> _PROBLEM TO SOLVE_:
Starting at the line that contains "Dataset class: flush mount ceiling light" and going through the end of the records, write those lines out again with "fireplace" swapped for "hearth" and everything else left unchanged.

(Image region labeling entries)
+---+
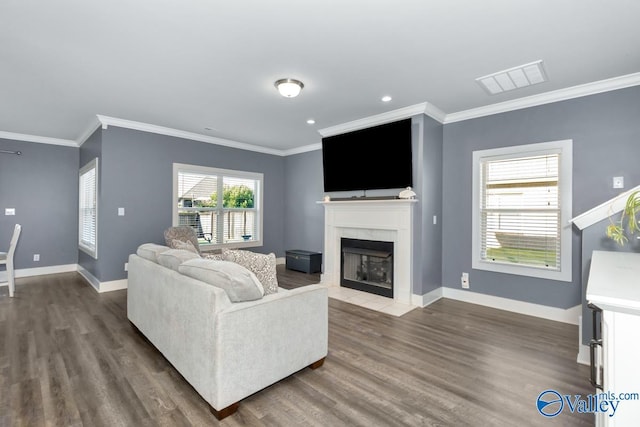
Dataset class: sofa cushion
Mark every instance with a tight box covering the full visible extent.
[158,249,200,271]
[222,249,278,295]
[170,239,200,255]
[178,258,264,302]
[136,243,171,263]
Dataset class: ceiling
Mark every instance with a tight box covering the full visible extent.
[0,0,640,152]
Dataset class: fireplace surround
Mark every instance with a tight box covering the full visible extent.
[318,199,417,305]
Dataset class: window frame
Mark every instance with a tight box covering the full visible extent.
[78,157,100,259]
[171,163,264,251]
[471,139,573,282]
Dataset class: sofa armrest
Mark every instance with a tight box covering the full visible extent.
[210,285,328,409]
[127,254,232,402]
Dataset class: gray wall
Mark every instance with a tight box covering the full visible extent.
[283,150,324,252]
[0,139,78,269]
[89,127,285,282]
[413,116,443,295]
[442,87,640,308]
[284,115,443,295]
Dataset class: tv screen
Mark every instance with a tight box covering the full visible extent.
[322,119,413,192]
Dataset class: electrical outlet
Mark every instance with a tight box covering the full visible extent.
[460,273,469,289]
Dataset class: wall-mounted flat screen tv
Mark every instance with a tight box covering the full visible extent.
[322,118,413,192]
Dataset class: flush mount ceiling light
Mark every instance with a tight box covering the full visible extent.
[275,79,304,98]
[476,60,547,95]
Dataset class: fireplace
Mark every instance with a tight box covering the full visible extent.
[318,199,419,304]
[340,238,393,298]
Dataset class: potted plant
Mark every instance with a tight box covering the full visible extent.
[607,191,640,246]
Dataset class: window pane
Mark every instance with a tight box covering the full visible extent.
[480,154,560,270]
[178,172,218,208]
[174,164,262,246]
[78,159,98,257]
[224,209,256,243]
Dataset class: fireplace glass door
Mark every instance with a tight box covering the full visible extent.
[340,239,393,298]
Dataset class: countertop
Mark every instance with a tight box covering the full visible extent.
+---+
> _ANSWER TO THIS PROBLEM_:
Dataset class: flush mount ceiling light
Mark every instance with a tight box covering the full visible extent.
[275,79,304,98]
[476,60,547,95]
Dataset class: hearth
Mark every instance with a tight box covering the full visible extent.
[318,199,419,304]
[340,238,393,298]
Dataset class: potted plant
Mark every instance with a tight box covering the full visible extent.
[607,191,640,246]
Dataset class: window pane
Mark every instance with a tight box covering the full visible extent.
[480,154,560,270]
[178,172,218,208]
[174,164,262,246]
[78,159,98,257]
[224,209,256,243]
Dataset class: hearth glass door
Mark every instance with a tight box covering the full visible extent.
[340,239,393,298]
Dataset class: countertop
Mark every instance with a tight box covering the full visible extent.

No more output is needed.